Can you write out all of the entries below again, requests included, with every coordinate in the answers shifted up by 31 and the sample points in the requests left unchanged? Leave the pictures out.

────────────────

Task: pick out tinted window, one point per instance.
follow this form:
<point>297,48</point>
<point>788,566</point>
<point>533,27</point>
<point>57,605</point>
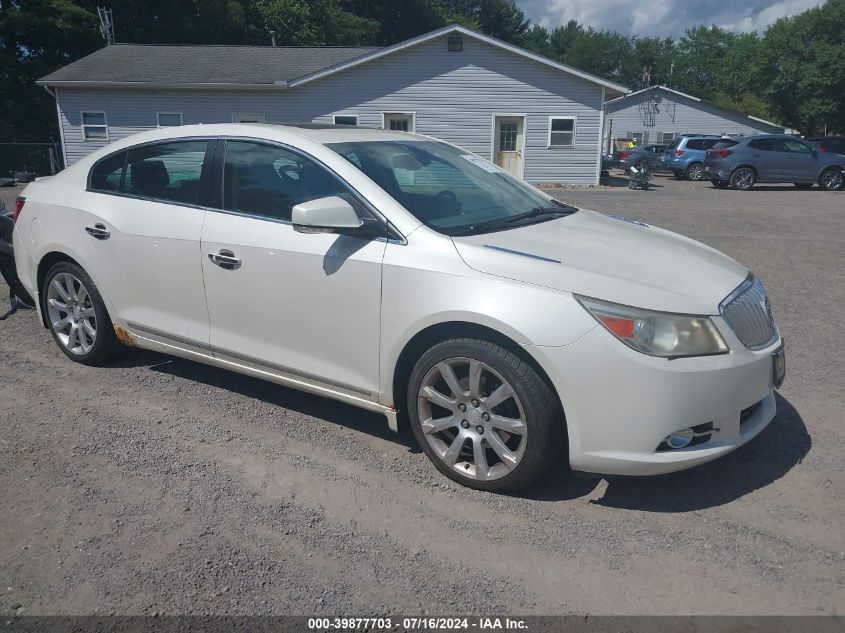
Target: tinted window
<point>169,171</point>
<point>268,181</point>
<point>797,147</point>
<point>106,175</point>
<point>764,144</point>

────────────────

• _Complete output_
Task: pick out tinted window, one point per instance.
follow this form:
<point>297,48</point>
<point>788,566</point>
<point>533,27</point>
<point>57,605</point>
Target: tinted window
<point>200,202</point>
<point>299,212</point>
<point>828,178</point>
<point>137,206</point>
<point>795,175</point>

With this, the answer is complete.